**Task to complete:** Turn the items in the stretch from the line containing "Point out the front tire" through the line containing "x=891 y=237" into a two-column CSV with the headers item and points, one row per item. Put each item's text and its answer in one quoted field each, with line breaks replaced by spaces.

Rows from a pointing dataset
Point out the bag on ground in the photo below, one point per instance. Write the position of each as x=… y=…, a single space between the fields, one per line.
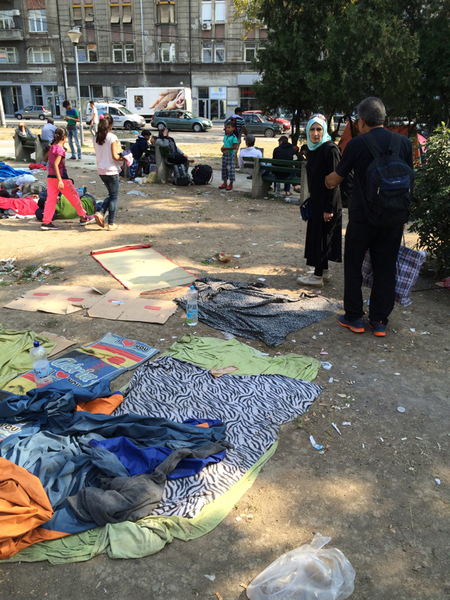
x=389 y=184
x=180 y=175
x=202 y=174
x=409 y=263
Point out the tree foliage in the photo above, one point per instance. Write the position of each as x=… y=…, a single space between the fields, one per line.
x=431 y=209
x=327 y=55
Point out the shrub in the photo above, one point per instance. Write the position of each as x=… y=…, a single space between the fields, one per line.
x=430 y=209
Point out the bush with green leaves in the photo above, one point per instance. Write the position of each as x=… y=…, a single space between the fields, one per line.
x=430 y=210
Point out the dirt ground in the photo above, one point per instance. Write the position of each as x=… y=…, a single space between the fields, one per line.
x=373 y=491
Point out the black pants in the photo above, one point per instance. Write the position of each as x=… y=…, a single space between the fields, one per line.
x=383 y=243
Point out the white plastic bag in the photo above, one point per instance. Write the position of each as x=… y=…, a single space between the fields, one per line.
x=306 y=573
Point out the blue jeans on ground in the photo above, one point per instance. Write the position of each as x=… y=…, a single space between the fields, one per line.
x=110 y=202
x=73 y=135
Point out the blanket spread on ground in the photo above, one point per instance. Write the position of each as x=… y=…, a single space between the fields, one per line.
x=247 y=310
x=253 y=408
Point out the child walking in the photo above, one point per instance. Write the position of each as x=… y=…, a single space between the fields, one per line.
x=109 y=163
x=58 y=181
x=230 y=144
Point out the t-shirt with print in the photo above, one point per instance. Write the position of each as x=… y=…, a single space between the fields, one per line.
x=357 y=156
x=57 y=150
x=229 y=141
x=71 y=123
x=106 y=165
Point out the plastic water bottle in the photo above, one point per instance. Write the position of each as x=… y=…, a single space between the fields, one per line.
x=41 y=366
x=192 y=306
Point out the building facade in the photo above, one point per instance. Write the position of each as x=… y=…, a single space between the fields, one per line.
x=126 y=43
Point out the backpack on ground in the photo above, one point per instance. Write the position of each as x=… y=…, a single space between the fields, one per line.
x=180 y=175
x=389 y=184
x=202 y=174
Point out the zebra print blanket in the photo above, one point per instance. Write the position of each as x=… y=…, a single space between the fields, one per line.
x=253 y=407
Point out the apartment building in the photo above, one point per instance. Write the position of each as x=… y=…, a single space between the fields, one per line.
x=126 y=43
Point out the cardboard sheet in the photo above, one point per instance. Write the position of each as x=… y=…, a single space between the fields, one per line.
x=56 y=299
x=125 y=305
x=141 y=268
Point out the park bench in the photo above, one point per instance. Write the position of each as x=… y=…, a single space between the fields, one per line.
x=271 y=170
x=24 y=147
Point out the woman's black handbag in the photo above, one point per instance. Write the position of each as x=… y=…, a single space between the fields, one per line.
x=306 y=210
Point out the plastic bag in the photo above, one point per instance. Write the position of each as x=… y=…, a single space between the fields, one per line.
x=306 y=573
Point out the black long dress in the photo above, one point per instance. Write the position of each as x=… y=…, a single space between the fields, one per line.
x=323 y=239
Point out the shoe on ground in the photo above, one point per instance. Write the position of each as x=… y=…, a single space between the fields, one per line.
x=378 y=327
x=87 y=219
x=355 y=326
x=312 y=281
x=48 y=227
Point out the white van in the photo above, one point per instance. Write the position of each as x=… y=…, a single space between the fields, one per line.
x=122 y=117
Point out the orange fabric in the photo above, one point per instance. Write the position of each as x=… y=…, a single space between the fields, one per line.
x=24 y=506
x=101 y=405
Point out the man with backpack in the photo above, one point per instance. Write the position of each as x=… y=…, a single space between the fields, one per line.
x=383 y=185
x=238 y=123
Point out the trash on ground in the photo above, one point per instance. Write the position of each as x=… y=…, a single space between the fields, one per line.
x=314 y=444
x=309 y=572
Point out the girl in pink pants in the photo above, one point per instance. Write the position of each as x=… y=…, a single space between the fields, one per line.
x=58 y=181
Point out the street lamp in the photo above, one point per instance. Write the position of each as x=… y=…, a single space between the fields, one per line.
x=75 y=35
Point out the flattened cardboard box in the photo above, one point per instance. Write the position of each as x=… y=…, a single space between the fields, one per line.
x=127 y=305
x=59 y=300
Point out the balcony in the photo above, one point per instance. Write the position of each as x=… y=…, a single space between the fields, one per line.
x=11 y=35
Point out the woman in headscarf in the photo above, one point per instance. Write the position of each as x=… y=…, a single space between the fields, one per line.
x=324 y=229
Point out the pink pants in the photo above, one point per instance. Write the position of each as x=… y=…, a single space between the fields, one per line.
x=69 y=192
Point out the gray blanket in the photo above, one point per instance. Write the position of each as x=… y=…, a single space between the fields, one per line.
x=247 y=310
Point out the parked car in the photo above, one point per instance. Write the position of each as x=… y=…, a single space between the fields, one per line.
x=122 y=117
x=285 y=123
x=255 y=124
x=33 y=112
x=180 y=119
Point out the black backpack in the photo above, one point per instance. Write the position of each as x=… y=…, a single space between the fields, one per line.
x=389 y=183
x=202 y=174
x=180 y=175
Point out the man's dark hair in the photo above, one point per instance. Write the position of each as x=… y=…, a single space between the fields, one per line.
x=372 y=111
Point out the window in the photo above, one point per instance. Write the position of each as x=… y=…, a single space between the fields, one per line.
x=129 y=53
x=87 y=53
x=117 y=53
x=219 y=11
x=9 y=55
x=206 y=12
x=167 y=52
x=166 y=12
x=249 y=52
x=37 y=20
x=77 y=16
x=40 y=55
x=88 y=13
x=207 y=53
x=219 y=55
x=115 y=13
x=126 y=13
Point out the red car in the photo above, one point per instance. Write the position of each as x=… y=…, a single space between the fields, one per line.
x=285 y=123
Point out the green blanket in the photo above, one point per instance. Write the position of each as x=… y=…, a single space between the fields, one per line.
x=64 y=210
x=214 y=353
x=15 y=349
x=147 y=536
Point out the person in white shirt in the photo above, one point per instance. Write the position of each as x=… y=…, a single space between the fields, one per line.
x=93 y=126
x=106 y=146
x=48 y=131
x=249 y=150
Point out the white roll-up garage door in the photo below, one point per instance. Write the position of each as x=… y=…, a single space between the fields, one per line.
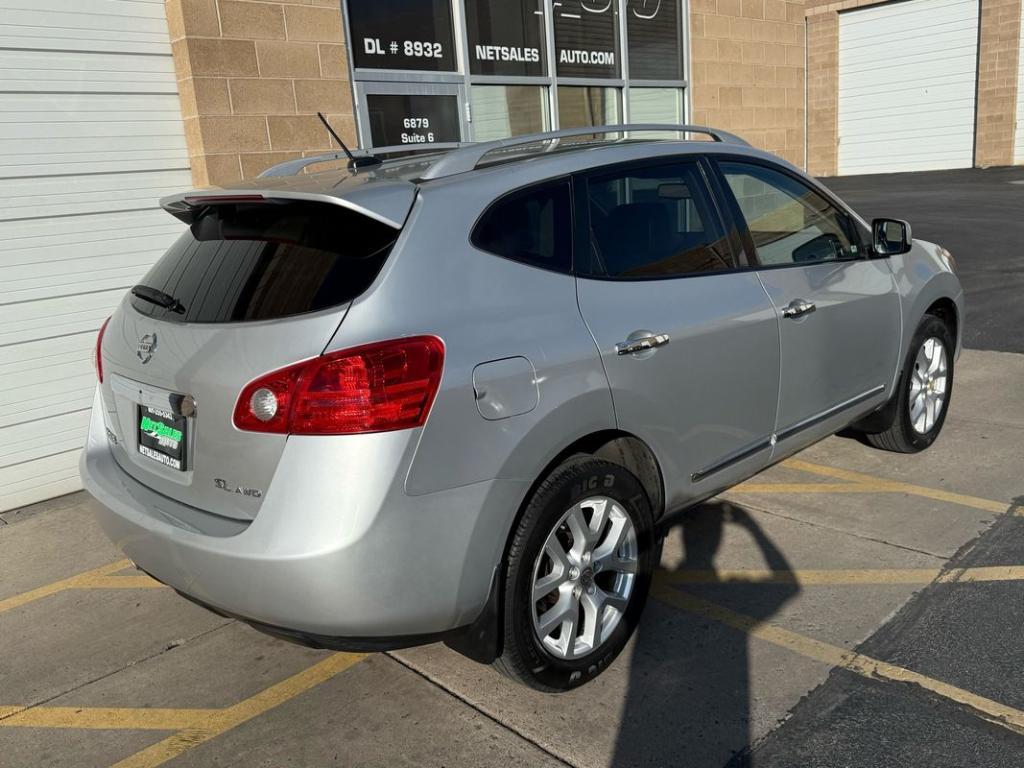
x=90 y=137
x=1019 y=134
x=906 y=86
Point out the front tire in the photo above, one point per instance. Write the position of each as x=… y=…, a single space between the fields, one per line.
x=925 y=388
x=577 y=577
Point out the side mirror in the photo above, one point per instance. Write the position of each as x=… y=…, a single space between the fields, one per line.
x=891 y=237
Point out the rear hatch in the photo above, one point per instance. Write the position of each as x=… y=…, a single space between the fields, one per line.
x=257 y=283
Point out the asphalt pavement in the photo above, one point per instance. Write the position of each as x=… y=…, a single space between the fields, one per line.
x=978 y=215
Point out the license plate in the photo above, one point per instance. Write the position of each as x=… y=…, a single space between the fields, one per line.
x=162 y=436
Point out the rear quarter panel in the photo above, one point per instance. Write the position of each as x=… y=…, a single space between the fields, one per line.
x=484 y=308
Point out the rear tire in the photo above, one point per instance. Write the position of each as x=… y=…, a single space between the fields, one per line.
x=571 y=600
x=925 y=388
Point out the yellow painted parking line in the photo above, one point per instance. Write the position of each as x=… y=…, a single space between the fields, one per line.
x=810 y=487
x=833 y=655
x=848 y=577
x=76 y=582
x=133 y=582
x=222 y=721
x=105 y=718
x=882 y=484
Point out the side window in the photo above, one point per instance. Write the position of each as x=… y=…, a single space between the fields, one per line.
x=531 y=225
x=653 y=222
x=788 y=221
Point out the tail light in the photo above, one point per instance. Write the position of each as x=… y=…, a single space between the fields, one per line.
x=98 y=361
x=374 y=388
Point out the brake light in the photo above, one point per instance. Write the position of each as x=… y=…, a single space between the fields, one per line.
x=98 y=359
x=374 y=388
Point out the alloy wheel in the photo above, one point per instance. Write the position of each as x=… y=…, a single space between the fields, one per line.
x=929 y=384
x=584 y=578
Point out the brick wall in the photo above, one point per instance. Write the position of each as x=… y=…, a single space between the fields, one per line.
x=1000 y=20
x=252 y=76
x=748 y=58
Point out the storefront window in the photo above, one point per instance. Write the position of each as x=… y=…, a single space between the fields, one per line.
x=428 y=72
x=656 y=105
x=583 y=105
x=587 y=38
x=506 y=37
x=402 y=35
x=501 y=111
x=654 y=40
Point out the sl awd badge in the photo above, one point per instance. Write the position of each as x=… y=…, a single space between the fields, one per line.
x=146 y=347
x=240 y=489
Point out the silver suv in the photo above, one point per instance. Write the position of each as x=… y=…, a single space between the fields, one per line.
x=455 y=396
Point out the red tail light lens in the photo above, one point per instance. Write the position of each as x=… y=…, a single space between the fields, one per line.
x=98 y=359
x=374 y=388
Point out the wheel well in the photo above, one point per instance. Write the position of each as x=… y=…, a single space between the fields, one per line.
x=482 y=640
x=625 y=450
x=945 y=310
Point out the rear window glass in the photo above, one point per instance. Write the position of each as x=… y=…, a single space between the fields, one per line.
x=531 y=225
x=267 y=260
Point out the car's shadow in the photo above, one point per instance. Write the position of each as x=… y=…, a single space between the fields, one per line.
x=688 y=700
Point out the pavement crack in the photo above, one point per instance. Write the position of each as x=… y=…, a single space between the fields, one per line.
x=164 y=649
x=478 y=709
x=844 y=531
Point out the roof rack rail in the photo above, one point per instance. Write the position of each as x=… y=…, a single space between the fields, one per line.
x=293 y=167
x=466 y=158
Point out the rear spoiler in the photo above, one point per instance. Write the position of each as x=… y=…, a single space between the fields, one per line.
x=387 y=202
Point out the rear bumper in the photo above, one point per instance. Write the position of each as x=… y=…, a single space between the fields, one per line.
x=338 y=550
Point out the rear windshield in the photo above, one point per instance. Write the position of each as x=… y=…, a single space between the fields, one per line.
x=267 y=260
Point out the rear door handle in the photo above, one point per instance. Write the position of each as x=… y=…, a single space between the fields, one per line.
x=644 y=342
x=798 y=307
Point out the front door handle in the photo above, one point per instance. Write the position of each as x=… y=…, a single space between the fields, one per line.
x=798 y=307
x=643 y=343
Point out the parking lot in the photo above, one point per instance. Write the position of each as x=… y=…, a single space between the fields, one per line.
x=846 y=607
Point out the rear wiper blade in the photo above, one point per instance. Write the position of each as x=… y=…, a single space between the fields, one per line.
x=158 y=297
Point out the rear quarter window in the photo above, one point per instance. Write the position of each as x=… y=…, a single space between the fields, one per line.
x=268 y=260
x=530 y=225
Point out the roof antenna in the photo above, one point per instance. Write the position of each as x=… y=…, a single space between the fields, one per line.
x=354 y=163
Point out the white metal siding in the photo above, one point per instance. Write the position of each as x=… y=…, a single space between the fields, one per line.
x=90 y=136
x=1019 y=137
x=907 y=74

**Exercise output:**
item,points
"Point out the front tire in the photo above, one point per instance. Write the position of each as x=… y=…, a single space between the fields, one per line.","x=925 y=388 x=577 y=577"
"Point out the side mirror in the photo above, one point per instance. Write the position of each as x=… y=…, a single space between the fields, one per line.","x=891 y=237"